List every school or university named in the article about Sam Boyd Campbell that follows.

:: Excerpt provided

Sam Boyd CampbellMC
- Full name: Samuel Burnside Boyd Campbell
- Born: 29 June 1889 Cuddapah, British India
- Died: 28 February 1971 (aged 81) Ballycastle, County Antrim, Northern Ireland
- School: Foyle College
- University: University of Edinburgh
- Occupation(s): Medical doctor

Rugby union career
- Position(s): Forward

International career
- Years: Team / Apps / (Points)
- 1911–13: Ireland / 12 / (0)

= Sam Boyd Campbell =

Irish rugby union player

Samuel Burnside Boyd Campbell (29 June 1889 — 28 February 1971) was an Irish international rugby union player.

Born in British India, Campbell was the son of Irish Presbyterian missionaries and attended Foyle College in Derry, followed by medical studies at the University of Edinburgh.

Campbell gained 12 Ireland caps as a forward between 1911 and 1913.

In World War I, Campbell volunteered with the 36th Ulster Division and was attached to the 108th Field Ambulance of the Royal Army Medical Corps. He was involved in the Battle of the Somme and earned a Military Cross in 1918.

Campbell was a professor of medicine at Queen's University Belfast and a consultant physician to Royal Victoria Hospital. He retired to Ballycastle, County Antrim, in 1954.

::::
:: Record extracts

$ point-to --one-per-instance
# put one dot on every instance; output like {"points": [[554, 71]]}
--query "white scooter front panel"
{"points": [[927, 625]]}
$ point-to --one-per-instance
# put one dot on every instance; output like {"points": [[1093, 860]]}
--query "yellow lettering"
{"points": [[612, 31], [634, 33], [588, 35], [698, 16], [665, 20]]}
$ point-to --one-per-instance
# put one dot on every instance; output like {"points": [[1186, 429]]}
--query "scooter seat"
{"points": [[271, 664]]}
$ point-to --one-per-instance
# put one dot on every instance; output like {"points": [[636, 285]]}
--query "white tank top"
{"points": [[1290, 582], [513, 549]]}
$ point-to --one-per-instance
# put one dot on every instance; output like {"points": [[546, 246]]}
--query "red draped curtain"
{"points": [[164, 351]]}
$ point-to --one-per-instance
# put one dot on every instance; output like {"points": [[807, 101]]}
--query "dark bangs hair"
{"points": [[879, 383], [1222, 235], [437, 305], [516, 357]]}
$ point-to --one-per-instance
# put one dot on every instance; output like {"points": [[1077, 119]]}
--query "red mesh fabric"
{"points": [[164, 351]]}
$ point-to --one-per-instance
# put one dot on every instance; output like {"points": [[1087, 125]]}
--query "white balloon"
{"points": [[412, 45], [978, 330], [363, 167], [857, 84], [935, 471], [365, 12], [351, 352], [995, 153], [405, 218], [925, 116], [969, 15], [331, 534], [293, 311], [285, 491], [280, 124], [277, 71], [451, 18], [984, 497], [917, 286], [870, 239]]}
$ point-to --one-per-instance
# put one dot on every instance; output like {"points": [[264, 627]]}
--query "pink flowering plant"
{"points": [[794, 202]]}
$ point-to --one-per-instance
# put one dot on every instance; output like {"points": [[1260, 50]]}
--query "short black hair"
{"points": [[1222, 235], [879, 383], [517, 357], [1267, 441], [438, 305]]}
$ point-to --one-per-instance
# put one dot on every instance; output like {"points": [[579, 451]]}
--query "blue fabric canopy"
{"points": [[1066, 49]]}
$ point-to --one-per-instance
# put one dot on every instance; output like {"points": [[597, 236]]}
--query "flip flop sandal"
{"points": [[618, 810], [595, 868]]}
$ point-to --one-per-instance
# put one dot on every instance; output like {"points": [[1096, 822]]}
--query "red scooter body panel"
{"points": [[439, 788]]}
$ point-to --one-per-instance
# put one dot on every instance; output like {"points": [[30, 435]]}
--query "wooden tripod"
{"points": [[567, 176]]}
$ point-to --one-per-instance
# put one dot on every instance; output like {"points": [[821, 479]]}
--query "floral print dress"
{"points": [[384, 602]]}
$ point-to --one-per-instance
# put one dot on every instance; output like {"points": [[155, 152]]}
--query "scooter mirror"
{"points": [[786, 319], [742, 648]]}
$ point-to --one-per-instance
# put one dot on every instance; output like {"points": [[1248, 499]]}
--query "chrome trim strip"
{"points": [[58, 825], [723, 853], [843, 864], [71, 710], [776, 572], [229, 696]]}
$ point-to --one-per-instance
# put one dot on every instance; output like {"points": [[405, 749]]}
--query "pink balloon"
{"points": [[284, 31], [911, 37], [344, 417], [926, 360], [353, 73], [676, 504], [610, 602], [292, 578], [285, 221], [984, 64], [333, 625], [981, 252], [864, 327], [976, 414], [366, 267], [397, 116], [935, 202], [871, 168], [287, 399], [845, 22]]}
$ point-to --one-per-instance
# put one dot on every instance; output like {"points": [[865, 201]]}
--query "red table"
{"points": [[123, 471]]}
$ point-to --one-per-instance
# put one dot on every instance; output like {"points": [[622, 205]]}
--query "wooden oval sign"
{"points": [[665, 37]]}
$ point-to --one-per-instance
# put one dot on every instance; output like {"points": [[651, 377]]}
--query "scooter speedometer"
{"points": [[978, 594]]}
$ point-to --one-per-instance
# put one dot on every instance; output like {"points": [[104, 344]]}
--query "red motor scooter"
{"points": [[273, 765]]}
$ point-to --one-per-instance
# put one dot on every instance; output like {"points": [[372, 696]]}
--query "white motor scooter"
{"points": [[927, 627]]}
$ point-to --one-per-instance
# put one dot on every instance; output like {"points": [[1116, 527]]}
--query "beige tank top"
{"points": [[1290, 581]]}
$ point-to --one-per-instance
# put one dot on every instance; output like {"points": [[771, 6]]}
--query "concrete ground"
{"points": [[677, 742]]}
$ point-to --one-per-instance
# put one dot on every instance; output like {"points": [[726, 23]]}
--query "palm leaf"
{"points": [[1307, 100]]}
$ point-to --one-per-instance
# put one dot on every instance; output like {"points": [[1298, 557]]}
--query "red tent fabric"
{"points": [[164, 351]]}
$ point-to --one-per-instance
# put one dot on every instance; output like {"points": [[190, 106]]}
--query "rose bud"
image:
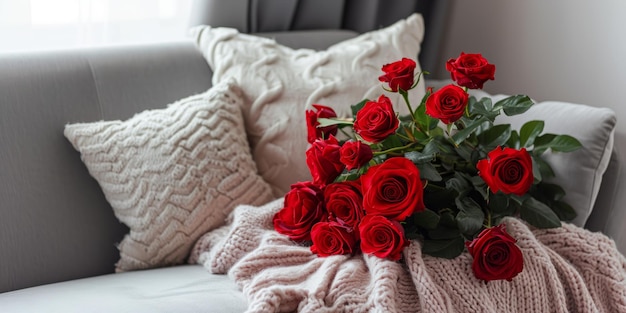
{"points": [[393, 189], [322, 158], [332, 238], [313, 131], [447, 104], [382, 237], [471, 70], [376, 120], [303, 208], [496, 256], [344, 203], [355, 154], [399, 74], [508, 170]]}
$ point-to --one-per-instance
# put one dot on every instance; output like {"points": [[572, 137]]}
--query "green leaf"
{"points": [[529, 131], [564, 211], [443, 232], [514, 105], [495, 136], [458, 184], [482, 107], [428, 172], [348, 176], [499, 205], [331, 121], [462, 134], [357, 107], [536, 169], [538, 214], [426, 219], [480, 186], [418, 157], [392, 141], [513, 141], [448, 248], [470, 217]]}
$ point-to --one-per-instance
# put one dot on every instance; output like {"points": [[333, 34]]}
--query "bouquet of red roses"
{"points": [[444, 175]]}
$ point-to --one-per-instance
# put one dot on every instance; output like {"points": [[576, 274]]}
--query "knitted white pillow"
{"points": [[280, 83], [172, 174]]}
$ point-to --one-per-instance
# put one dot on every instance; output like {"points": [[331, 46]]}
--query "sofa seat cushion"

::::

◆ Exercise solution:
Foyle College
University of Edinburgh
Queen's University Belfast